_Source passage_
==========
A worker sustaining an injury in a parking area enclosed by a fence is not subject to the exclusion of RCW 51.08.013 where the injury occurred at a location within the enclosed area which was used exclusively for storage and not for parking. ....Michael Burnett, 49,588 (1978)

A road which provides access to a parking lot and which is also used for the delivery of materials to the employer's plant is not a "parking area". The exclusion of RCW 51.08.013 is therefore inapplicable to an injury sustained by a worker walking on that portion of the employer's jobsite. ....Harold Redman, 43,902 (1975) [dissent]

Personal comfort doctrine

When injured in the parking lot while engaged in an activity to which the personal comfort doctrine applies (smoking), the worker remained in the course of employment and the parking lot exception did not require that the claim be denied.  ....Janise Dial, 01 17217 (2003)

An attorney, who broke loose a dental crown when he bit into a piece of candy taken from a dish located on the reception desk of his employer, was injured in the course of employment. Injury-producing activity, though personal in nature, is still compensable under the "personal comfort doctrine" where it is reasonably incidental to the duties of the job. Overruling In re Carol Rivkin, BIIA Dec., 85 1694 (1986) ....Philip Carstens, Jr., 89 0723 (1990) [special concurrence]

A truck driver who remained on the employer's premises after hours to install a CB radio antenna for his personal use was not in the course of employment when he sustained an injury. The personal comfort doctrine was held inapplicable. ....Arie "Art" Vanderhoogt, 48,219 (1977)
==========
_Information provided_
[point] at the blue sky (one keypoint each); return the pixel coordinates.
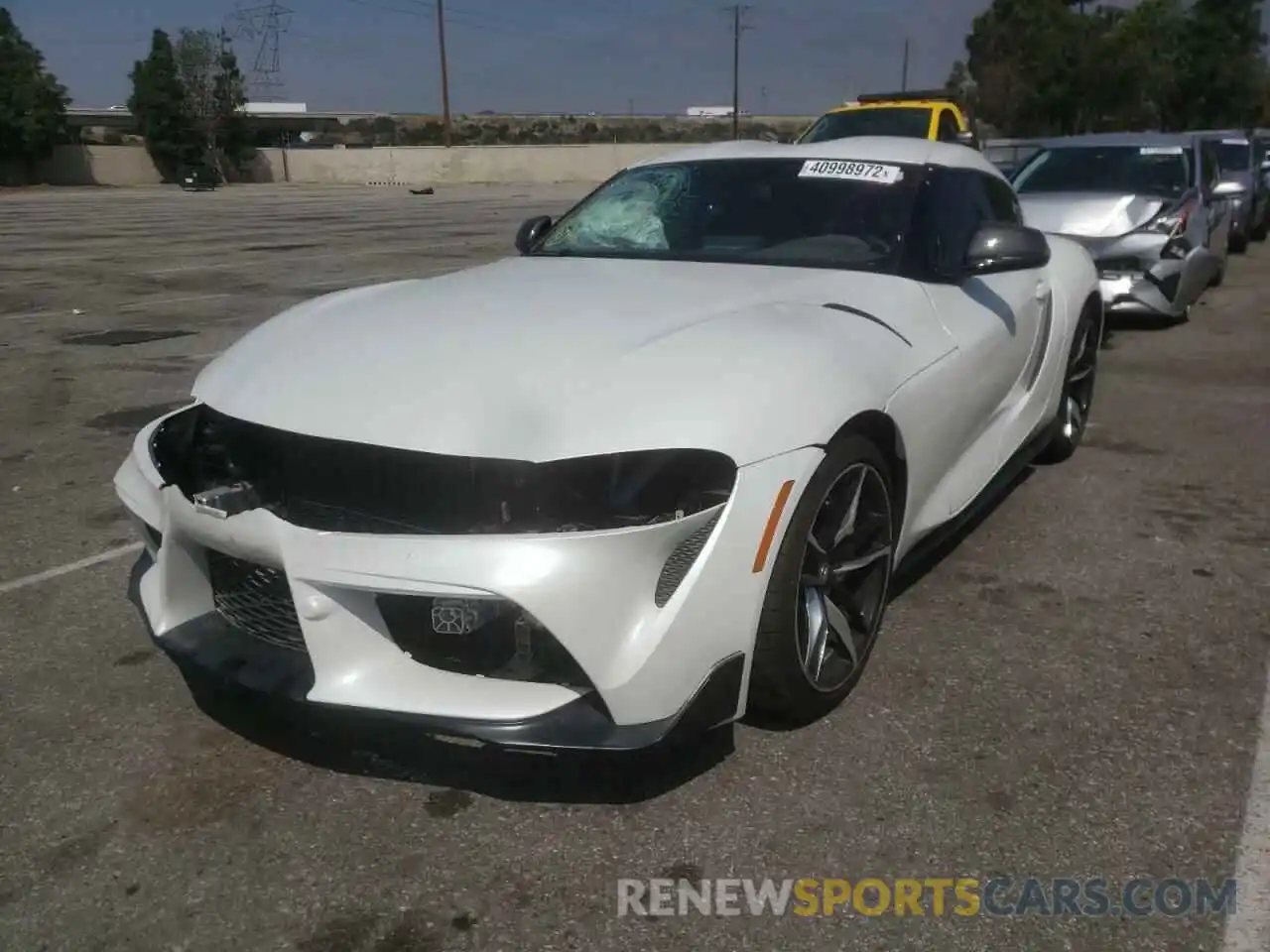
(532, 55)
==========
_Exercise aim_
Please repeat the part of the case summaries on workplace injuries word for word, starting with "A worker sustaining" and going on through "Burnett, 49,588 (1978)". The data is material separate from the case summaries.

_Reply to the task_
A worker sustaining an injury in a parking area enclosed by a fence is not subject to the exclusion of RCW 51.08.013 where the injury occurred at a location within the enclosed area which was used exclusively for storage and not for parking. ....Michael Burnett, 49,588 (1978)